WHAT TO PRODUCE:
Copy out every line of the records below that contains the string "cookie".

[RECORDS start]

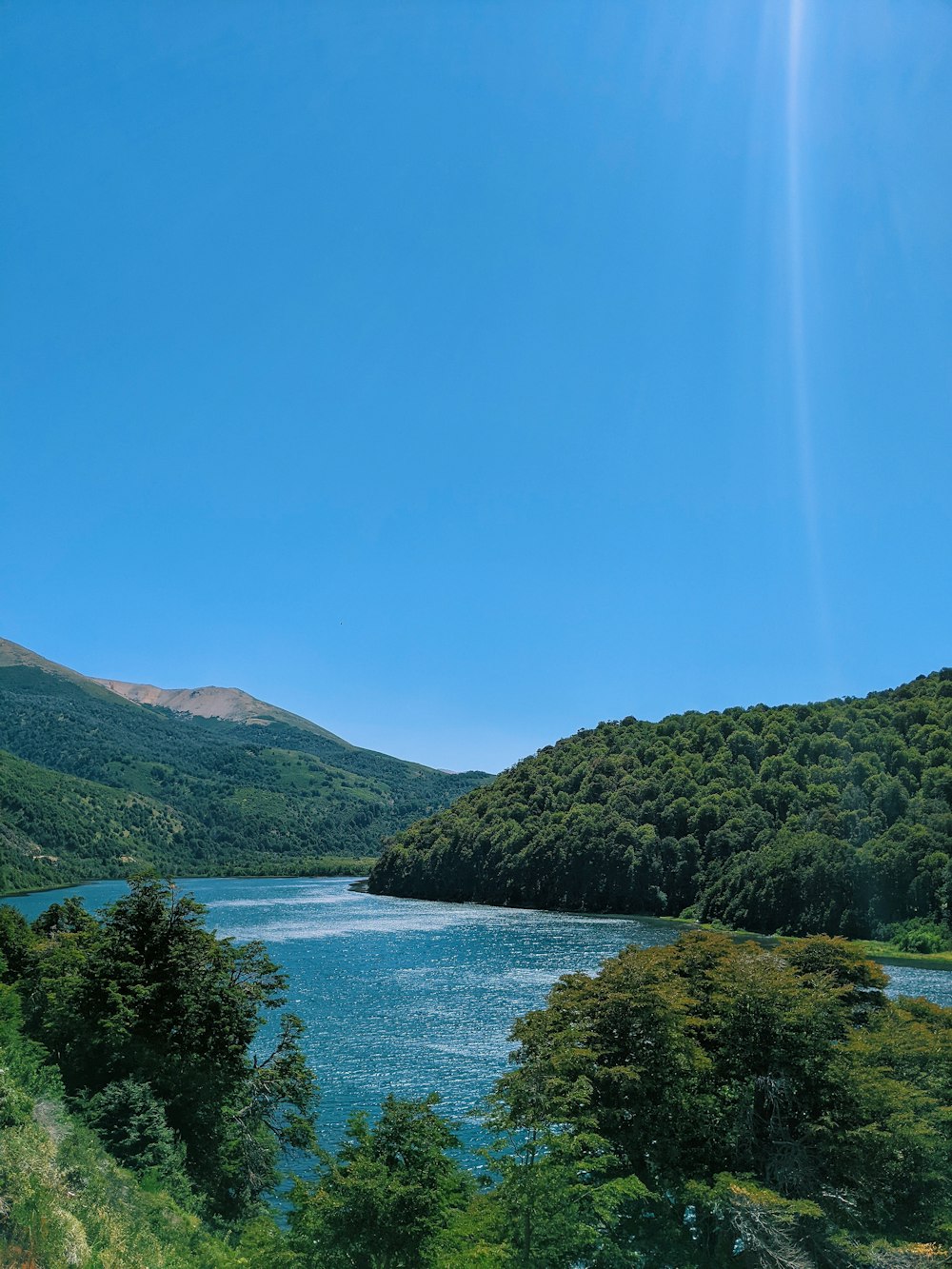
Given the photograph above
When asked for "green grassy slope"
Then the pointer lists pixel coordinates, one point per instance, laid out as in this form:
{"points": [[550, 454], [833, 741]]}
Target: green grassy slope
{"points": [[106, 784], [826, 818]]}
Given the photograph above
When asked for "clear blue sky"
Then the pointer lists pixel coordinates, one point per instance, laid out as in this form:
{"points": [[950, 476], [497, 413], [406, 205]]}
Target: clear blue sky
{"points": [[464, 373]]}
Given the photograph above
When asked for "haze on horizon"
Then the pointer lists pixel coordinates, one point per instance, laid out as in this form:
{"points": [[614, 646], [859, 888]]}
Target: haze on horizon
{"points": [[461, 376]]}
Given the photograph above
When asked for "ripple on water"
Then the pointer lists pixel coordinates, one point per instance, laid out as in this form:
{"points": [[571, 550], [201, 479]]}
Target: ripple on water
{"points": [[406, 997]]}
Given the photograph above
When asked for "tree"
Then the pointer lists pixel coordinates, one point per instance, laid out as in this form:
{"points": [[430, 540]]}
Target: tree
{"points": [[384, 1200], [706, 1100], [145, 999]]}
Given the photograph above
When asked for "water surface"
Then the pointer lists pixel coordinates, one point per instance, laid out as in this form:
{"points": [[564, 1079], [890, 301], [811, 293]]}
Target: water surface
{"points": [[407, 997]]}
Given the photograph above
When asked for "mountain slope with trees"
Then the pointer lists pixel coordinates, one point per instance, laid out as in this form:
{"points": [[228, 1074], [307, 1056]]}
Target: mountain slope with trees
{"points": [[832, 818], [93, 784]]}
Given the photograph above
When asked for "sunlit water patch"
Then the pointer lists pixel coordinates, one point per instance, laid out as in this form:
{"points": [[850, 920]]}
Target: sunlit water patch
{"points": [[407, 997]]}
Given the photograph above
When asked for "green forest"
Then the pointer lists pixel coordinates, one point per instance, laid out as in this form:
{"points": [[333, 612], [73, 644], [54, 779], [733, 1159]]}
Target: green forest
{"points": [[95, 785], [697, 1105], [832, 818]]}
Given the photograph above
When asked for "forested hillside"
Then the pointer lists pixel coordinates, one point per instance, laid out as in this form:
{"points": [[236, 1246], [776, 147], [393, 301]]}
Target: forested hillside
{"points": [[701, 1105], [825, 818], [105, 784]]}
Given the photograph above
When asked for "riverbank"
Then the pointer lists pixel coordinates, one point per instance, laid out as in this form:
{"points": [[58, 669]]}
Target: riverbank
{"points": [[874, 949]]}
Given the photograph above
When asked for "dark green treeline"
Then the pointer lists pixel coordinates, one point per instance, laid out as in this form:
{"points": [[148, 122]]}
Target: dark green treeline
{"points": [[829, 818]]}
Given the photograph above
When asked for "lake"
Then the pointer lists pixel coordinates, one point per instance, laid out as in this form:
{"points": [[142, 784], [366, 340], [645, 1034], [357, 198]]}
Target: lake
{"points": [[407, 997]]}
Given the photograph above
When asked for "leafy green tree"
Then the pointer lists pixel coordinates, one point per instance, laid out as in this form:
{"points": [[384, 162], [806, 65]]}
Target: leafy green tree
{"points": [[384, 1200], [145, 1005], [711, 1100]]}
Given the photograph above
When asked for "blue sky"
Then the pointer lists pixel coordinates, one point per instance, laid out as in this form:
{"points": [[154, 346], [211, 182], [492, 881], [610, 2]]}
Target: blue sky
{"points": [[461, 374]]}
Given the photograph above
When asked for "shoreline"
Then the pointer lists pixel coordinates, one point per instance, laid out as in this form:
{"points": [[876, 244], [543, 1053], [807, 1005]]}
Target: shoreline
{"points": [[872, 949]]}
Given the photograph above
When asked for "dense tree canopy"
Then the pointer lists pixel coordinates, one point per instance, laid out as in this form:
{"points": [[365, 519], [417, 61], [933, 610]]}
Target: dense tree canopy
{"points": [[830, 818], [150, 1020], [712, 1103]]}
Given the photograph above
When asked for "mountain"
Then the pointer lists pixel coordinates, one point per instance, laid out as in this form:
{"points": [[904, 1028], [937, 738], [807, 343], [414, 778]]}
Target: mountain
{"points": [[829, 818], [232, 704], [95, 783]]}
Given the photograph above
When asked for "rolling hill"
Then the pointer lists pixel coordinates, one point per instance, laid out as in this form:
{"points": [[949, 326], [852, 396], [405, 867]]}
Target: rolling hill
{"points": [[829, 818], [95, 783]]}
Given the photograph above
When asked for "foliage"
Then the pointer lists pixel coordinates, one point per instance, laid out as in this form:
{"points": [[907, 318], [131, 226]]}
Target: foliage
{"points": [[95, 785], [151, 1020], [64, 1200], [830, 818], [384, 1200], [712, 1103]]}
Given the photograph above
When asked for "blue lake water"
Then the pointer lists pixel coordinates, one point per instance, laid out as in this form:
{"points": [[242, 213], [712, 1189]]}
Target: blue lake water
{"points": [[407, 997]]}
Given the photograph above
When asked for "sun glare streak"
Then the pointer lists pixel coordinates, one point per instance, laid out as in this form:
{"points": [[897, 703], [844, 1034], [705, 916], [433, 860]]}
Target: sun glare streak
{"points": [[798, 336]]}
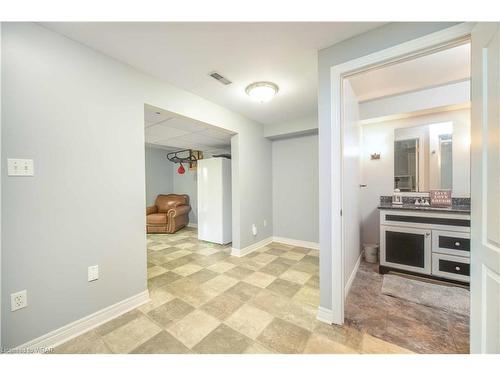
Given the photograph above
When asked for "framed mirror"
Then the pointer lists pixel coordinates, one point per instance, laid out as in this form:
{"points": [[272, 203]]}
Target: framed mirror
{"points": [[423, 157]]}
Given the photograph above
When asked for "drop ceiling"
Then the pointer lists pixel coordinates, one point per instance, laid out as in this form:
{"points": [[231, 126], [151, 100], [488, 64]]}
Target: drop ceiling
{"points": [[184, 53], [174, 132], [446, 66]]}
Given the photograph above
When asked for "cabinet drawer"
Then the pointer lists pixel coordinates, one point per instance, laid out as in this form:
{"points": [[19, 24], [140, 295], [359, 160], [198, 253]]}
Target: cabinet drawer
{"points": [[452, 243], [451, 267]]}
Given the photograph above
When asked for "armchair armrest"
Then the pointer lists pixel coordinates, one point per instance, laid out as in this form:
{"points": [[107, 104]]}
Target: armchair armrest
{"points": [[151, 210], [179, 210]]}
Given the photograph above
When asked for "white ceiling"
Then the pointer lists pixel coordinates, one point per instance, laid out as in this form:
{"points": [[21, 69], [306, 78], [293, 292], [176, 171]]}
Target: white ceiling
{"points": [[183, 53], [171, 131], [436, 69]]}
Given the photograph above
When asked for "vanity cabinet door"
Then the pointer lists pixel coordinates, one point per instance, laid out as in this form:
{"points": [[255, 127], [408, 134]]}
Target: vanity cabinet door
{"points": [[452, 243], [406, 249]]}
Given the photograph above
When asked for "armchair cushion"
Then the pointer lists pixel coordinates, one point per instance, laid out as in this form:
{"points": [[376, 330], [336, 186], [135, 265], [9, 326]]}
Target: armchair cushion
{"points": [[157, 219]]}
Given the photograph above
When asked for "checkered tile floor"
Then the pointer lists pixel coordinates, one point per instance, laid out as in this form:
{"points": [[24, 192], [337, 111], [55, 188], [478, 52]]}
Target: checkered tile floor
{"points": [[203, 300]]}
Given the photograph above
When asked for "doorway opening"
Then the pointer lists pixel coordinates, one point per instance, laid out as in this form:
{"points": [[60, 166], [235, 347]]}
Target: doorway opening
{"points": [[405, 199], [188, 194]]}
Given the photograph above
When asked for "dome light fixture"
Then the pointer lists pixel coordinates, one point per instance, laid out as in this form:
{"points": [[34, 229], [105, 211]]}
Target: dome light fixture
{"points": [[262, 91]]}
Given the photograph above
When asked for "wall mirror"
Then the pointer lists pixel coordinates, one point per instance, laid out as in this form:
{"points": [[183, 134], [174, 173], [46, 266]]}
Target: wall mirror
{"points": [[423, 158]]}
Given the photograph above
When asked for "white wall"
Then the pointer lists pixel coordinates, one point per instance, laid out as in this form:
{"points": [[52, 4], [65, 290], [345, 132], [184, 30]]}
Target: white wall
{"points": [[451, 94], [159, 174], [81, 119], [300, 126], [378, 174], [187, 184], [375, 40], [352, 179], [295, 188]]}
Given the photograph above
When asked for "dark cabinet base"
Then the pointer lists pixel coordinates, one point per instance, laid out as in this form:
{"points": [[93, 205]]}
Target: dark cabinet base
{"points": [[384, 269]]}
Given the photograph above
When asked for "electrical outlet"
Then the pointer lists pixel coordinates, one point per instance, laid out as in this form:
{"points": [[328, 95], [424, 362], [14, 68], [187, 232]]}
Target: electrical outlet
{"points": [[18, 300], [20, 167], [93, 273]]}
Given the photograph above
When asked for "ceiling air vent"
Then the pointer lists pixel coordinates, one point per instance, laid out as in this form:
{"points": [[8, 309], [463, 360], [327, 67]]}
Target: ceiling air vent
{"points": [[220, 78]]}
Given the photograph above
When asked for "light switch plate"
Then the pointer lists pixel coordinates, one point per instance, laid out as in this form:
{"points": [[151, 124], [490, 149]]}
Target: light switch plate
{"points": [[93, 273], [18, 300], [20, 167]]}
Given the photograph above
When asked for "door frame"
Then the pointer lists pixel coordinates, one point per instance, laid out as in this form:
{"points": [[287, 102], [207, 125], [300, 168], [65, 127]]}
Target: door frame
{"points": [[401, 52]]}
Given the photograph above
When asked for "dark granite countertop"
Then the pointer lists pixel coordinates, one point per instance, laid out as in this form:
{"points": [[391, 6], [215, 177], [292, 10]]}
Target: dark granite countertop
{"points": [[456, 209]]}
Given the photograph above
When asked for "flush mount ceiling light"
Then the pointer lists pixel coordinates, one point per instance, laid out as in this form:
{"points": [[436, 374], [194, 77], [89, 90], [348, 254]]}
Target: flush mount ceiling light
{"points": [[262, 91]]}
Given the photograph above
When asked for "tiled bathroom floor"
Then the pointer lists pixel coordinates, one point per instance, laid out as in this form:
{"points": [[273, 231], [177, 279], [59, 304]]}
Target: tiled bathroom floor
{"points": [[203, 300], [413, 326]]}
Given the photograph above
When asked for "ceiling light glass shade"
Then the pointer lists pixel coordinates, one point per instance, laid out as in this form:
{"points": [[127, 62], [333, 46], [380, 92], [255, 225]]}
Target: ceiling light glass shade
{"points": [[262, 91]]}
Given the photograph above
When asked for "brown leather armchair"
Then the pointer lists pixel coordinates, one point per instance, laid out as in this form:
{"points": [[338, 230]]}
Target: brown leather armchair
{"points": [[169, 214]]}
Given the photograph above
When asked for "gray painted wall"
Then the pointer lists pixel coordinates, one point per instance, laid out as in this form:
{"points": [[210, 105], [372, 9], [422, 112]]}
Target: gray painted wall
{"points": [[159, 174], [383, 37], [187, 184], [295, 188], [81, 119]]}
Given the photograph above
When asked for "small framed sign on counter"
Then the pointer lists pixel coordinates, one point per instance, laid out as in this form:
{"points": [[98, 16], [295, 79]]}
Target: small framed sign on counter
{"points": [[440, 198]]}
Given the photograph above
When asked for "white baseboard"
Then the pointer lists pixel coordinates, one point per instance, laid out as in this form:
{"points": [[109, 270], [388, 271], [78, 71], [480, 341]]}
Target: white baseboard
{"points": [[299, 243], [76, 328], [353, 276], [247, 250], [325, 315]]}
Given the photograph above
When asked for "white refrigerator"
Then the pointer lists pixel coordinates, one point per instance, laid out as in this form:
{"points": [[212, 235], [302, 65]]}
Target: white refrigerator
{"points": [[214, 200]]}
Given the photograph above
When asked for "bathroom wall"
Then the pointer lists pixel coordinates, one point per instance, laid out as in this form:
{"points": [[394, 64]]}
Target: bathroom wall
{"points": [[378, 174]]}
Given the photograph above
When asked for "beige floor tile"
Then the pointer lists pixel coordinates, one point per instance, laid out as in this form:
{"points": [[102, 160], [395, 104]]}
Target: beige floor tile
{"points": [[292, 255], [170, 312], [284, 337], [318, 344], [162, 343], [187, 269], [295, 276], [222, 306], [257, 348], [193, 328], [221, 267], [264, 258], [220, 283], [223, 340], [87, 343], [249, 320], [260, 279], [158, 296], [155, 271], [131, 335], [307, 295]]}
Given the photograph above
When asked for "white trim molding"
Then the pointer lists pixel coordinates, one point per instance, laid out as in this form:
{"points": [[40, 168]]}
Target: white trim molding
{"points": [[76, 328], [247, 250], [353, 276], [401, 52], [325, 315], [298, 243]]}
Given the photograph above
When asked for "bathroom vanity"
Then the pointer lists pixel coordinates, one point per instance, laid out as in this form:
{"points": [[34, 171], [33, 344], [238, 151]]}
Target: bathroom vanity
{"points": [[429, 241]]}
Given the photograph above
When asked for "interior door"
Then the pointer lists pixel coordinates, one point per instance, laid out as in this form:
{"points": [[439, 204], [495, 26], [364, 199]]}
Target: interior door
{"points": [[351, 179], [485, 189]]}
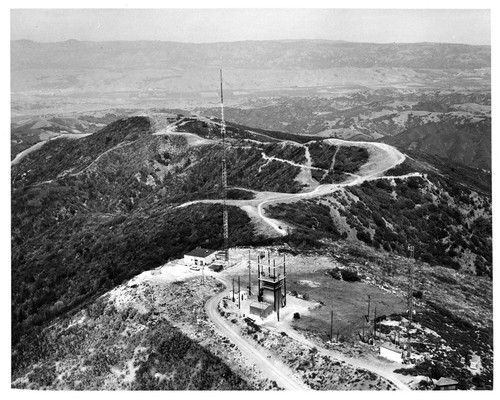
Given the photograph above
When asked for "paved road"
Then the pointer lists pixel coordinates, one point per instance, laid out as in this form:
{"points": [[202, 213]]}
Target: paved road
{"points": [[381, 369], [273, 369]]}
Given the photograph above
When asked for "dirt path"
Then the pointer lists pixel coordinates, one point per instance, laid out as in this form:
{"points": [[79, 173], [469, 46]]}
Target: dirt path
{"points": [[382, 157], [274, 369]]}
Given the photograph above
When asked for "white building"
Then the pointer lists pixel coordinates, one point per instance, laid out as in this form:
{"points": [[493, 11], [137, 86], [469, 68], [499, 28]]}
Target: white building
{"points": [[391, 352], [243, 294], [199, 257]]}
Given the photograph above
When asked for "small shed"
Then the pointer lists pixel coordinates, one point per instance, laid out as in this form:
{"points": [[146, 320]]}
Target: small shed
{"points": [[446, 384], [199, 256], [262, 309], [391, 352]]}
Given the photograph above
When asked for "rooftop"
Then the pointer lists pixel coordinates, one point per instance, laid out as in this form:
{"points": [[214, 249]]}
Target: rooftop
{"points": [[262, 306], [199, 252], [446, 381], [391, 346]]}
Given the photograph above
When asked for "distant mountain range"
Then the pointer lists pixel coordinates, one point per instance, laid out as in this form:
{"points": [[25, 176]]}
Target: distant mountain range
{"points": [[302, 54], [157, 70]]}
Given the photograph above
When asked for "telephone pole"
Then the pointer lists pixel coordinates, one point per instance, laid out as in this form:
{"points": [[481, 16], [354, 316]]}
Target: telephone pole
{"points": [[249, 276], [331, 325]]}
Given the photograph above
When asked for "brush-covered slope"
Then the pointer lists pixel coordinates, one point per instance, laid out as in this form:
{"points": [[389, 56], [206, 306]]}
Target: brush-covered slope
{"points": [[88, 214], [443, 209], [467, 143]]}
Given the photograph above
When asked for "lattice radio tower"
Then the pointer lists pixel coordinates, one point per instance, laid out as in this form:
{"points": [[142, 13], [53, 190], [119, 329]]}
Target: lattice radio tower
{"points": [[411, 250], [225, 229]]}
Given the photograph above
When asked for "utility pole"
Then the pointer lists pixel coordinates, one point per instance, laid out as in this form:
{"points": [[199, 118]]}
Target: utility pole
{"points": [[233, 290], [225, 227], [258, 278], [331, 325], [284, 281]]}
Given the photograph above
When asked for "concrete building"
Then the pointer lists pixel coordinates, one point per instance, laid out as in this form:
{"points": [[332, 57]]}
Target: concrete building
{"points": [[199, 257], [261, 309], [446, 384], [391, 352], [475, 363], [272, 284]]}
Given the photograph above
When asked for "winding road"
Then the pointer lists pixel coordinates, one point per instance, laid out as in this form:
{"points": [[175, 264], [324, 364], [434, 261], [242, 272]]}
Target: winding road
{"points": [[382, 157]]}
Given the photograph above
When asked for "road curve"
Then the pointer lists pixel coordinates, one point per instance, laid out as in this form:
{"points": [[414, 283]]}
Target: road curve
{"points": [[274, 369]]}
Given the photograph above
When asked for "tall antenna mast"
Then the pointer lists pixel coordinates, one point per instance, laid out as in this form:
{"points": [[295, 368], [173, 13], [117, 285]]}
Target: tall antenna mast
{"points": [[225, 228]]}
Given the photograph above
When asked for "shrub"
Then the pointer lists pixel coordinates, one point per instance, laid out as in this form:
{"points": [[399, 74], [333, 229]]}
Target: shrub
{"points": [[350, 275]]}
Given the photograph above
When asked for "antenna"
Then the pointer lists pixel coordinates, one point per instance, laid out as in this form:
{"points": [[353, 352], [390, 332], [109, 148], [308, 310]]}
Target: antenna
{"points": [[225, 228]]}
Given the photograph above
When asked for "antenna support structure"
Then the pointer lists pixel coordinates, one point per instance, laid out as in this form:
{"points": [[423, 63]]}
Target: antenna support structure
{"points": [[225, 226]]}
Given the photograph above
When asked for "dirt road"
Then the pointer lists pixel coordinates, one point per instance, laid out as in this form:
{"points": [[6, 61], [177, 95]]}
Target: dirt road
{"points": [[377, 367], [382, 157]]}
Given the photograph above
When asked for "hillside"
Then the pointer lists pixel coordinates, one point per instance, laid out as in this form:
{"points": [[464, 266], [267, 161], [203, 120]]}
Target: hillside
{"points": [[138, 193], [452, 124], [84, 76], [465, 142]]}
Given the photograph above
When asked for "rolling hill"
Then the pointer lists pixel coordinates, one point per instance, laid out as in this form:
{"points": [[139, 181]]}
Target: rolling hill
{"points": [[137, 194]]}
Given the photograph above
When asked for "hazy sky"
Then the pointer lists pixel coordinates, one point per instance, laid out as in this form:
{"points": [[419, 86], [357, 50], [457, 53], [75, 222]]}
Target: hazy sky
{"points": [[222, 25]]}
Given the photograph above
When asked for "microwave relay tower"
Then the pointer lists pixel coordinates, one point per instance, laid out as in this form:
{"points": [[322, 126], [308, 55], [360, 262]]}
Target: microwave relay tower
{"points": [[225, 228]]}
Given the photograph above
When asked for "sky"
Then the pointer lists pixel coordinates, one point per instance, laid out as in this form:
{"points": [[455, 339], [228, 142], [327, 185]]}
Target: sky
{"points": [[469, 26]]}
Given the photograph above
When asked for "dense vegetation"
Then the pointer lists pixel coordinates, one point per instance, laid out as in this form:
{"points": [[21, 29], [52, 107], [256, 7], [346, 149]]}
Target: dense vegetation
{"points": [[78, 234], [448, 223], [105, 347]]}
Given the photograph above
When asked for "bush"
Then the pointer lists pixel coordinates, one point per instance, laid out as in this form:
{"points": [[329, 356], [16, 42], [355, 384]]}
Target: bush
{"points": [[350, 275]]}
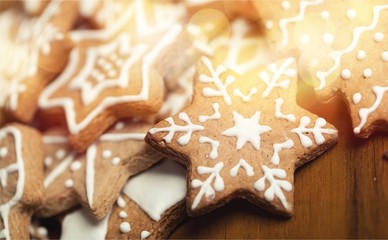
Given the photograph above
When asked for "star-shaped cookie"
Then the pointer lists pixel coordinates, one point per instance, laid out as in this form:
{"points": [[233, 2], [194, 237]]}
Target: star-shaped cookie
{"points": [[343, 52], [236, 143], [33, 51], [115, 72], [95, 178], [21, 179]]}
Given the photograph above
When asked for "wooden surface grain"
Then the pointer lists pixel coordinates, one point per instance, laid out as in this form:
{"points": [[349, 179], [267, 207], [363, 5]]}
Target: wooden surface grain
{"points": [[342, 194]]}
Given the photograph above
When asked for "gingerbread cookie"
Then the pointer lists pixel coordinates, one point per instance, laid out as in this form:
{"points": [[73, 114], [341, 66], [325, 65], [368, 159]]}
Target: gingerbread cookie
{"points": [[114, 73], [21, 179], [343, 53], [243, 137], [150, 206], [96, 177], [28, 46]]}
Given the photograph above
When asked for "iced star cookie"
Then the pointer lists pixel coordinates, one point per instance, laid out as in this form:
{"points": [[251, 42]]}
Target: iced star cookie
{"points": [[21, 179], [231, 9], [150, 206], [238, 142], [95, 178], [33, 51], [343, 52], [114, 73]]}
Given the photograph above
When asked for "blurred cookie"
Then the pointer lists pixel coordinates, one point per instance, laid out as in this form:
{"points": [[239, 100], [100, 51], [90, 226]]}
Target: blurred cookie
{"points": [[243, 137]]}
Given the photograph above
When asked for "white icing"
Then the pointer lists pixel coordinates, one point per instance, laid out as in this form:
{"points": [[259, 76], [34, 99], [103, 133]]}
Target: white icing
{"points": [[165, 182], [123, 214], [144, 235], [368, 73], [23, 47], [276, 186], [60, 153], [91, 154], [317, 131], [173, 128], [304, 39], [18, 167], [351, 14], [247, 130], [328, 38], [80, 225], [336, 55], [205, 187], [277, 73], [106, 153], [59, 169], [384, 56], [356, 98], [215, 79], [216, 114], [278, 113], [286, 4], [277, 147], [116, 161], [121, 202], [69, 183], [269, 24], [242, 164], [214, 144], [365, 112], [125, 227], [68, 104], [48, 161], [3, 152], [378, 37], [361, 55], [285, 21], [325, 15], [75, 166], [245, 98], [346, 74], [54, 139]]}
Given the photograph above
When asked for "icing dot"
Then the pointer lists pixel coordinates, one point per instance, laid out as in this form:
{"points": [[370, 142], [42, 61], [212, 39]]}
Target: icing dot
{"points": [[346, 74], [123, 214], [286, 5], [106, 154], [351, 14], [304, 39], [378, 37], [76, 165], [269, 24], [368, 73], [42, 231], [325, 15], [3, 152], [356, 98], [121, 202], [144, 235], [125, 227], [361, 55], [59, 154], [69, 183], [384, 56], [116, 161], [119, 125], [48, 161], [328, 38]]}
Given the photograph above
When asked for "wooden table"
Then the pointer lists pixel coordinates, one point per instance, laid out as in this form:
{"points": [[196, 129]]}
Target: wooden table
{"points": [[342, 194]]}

[RECORDS end]

SOLVED PROBLEM:
When asked for "star-shaped cookie"
Target: star-shaped cookie
When asked for "gingerbread cookie"
Target: gingerbread cookie
When asked for "iced star cookie"
Target: iced star cookie
When asked for "blurred cookie"
Target: blurred cookie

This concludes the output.